Rewrite the lines between the one holding "# point at: wooden rack" and the one holding "x=259, y=372", inclusive, requests and all. Shift each coordinate in the answers by adding 41 to it, but leave the coordinates in the requests and their sample forms unchanged.

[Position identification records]

----

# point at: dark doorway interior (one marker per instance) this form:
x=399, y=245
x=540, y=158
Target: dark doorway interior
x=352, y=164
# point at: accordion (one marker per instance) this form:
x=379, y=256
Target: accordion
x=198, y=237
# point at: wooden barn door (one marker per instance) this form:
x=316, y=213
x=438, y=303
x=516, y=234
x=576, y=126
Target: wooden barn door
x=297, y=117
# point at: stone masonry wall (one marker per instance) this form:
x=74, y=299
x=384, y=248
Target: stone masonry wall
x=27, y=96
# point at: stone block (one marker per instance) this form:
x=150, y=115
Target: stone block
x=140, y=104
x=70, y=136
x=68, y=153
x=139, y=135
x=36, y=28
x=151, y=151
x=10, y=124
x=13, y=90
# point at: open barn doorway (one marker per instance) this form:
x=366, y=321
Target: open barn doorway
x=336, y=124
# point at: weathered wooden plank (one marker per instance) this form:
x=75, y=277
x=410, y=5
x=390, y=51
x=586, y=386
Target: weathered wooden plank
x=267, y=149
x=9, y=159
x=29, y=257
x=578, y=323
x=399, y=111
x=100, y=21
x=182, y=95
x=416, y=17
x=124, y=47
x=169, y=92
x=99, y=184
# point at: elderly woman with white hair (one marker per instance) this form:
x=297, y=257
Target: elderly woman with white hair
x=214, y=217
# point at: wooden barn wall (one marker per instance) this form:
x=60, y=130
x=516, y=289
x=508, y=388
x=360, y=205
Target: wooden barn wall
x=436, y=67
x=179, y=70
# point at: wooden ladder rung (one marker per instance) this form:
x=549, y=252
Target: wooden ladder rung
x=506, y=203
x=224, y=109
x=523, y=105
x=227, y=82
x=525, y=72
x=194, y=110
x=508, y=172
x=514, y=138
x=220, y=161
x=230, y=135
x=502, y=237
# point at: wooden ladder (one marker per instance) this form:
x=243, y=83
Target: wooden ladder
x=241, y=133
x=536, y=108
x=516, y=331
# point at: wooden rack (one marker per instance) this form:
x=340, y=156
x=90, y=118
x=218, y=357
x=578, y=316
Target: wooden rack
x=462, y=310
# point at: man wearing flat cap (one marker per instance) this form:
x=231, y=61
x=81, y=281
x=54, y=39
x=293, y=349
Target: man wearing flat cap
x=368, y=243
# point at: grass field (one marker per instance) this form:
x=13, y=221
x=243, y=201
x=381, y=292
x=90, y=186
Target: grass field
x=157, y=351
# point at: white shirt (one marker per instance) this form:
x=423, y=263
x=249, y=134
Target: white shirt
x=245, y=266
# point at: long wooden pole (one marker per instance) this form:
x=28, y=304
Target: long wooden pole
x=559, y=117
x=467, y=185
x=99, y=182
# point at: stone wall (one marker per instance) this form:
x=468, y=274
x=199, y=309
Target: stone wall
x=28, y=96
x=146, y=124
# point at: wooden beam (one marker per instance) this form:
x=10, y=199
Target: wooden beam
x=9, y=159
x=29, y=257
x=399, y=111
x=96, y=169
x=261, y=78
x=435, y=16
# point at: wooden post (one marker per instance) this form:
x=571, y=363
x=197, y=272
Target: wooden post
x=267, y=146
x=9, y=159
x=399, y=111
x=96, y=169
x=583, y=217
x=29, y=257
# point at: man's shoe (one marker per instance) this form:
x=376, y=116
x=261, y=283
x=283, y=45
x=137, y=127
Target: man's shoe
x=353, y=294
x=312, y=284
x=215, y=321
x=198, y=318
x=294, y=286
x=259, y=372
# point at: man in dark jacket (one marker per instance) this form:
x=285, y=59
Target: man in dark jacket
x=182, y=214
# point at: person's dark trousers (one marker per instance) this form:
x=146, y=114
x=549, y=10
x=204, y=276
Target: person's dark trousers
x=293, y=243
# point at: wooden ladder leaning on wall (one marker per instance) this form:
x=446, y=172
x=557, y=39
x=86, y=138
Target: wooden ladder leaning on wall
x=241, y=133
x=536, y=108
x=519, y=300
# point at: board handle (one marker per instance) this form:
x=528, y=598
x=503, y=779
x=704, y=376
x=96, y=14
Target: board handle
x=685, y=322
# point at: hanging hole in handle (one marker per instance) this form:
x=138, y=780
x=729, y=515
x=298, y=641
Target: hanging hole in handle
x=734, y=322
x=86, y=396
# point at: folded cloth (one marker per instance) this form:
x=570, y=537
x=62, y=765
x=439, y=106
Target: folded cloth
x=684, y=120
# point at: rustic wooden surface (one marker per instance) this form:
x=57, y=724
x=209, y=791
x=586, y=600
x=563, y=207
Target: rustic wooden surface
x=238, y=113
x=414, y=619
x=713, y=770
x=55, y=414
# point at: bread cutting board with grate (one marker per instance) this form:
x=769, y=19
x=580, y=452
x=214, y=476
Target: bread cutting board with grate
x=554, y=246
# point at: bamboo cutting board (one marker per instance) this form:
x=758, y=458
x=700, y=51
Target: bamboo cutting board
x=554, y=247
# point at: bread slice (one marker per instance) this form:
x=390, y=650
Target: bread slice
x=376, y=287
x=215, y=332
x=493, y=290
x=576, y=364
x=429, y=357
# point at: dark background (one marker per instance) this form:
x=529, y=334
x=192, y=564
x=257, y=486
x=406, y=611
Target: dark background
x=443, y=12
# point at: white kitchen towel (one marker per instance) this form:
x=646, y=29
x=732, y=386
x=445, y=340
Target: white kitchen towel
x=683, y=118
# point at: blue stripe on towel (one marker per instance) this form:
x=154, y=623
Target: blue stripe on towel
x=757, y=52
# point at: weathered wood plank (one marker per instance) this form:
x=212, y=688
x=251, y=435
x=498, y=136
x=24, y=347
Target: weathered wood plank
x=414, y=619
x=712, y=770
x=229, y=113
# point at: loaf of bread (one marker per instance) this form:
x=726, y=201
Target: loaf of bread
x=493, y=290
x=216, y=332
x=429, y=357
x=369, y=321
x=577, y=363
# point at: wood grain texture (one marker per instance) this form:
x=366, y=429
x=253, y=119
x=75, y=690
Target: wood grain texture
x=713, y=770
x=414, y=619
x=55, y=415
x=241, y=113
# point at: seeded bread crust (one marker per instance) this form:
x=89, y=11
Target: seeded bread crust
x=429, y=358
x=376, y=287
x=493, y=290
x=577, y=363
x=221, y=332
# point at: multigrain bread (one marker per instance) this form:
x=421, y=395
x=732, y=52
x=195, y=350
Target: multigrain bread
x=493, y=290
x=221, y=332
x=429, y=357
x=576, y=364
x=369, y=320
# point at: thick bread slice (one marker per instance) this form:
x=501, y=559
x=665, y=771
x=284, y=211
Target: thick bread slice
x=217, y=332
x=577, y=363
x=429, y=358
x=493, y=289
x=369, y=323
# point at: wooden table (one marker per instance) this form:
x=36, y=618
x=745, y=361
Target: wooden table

----

**Exercise response:**
# point at: wooden rack (one marker per instance) this form:
x=340, y=156
x=90, y=118
x=218, y=357
x=578, y=316
Target: wooden rack
x=503, y=351
# point at: man wearing flat cap (one marker per instance) this form:
x=231, y=61
x=81, y=281
x=54, y=39
x=293, y=349
Target: man wearing flat cap
x=409, y=284
# point at: grass field (one marker per instance) this form:
x=13, y=221
x=243, y=201
x=381, y=292
x=90, y=186
Target: grass field
x=198, y=392
# point at: white shirt (one marker per instance) this form:
x=423, y=263
x=249, y=134
Target: white shirt
x=286, y=307
# point at: long wooden pole (one marker per instance) this form:
x=28, y=304
Target: long wooden pole
x=600, y=158
x=508, y=226
x=140, y=223
# point at: stone wall (one marker per instance) this form:
x=468, y=274
x=199, y=309
Target: stone wall
x=69, y=137
x=187, y=165
# point at: wooden beam (one marker per instance) this form:
x=10, y=199
Target: wooden beam
x=50, y=200
x=70, y=298
x=440, y=152
x=137, y=210
x=302, y=119
x=476, y=57
# point at: wooden post (one marker per instance) this form:
x=571, y=363
x=197, y=272
Target: wooden post
x=308, y=187
x=50, y=200
x=440, y=152
x=137, y=210
x=624, y=258
x=70, y=298
# point at: man's shoe (one marker per instance) this form:
x=376, y=116
x=261, y=283
x=283, y=45
x=137, y=127
Target: man's shoe
x=394, y=335
x=353, y=325
x=256, y=362
x=239, y=359
x=335, y=327
x=300, y=413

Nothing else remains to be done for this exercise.